DIRECTIONS:
Rewrite the records below, changing every "formatted sample" to "sample in the expected format" and keeping everything else the same.
----------
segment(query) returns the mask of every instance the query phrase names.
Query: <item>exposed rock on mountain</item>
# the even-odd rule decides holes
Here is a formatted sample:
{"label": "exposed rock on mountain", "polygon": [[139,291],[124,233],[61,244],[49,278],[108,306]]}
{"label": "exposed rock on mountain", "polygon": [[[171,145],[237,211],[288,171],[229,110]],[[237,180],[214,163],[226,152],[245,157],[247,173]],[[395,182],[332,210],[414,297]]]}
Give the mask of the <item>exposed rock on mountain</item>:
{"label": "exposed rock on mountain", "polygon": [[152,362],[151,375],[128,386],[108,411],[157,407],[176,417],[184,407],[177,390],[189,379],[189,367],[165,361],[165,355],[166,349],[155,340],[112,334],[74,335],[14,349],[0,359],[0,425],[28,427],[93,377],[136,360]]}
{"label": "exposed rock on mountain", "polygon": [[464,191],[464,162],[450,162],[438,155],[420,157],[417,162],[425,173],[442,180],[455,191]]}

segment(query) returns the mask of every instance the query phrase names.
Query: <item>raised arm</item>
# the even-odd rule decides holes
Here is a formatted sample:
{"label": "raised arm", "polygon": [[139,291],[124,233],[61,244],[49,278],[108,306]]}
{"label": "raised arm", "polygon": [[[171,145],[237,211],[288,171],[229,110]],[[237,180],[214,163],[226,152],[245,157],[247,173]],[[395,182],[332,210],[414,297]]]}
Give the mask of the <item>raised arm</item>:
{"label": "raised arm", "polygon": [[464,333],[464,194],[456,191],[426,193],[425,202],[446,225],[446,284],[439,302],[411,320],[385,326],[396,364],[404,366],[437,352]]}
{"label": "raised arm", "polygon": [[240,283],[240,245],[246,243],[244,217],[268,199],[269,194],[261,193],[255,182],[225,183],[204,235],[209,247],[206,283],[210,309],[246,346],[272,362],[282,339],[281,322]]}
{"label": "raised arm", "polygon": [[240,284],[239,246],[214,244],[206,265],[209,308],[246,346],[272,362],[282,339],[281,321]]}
----------
TASK RESULT:
segment(query) returns the mask of every instance the query phrase names.
Query: <item>exposed rock on mountain</item>
# the even-odd rule decides holes
Here is a sample in the expected format:
{"label": "exposed rock on mountain", "polygon": [[139,291],[124,233],[61,244],[49,278],[108,306]]}
{"label": "exposed rock on mountain", "polygon": [[[171,145],[237,211],[288,171],[229,110]],[[237,180],[214,163],[226,152],[245,157],[247,173]],[[395,182],[332,210],[414,297]]]}
Give the mask of the <item>exposed rock on mountain</item>:
{"label": "exposed rock on mountain", "polygon": [[152,362],[151,375],[128,386],[108,411],[157,407],[176,417],[184,407],[177,390],[189,379],[189,367],[165,361],[165,355],[166,349],[155,340],[112,334],[74,335],[14,349],[0,359],[0,425],[28,427],[93,377],[136,360]]}
{"label": "exposed rock on mountain", "polygon": [[464,191],[464,162],[450,162],[438,155],[420,157],[417,162],[425,173],[442,180],[455,191]]}

segment(query) returns the mask of every instance the query phrase names.
Query: <item>raised arm</item>
# the even-odd rule decides holes
Here is a sample in the expected format:
{"label": "raised arm", "polygon": [[139,291],[124,233],[61,244],[49,278],[108,306]]}
{"label": "raised arm", "polygon": [[[171,145],[237,211],[288,171],[229,110]],[[237,180],[214,163],[226,152],[245,157],[247,173]],[[395,182],[332,210],[414,297]]]}
Give the mask of the <item>raised arm</item>:
{"label": "raised arm", "polygon": [[464,333],[464,194],[456,191],[426,193],[425,202],[446,225],[446,284],[439,302],[411,320],[385,326],[396,364],[404,366],[437,352]]}
{"label": "raised arm", "polygon": [[240,283],[240,245],[246,243],[244,217],[268,199],[269,194],[261,193],[255,182],[225,183],[204,235],[209,247],[206,283],[210,309],[246,346],[272,362],[282,339],[281,322]]}
{"label": "raised arm", "polygon": [[240,284],[239,246],[214,244],[206,265],[209,308],[246,346],[272,362],[282,339],[281,321]]}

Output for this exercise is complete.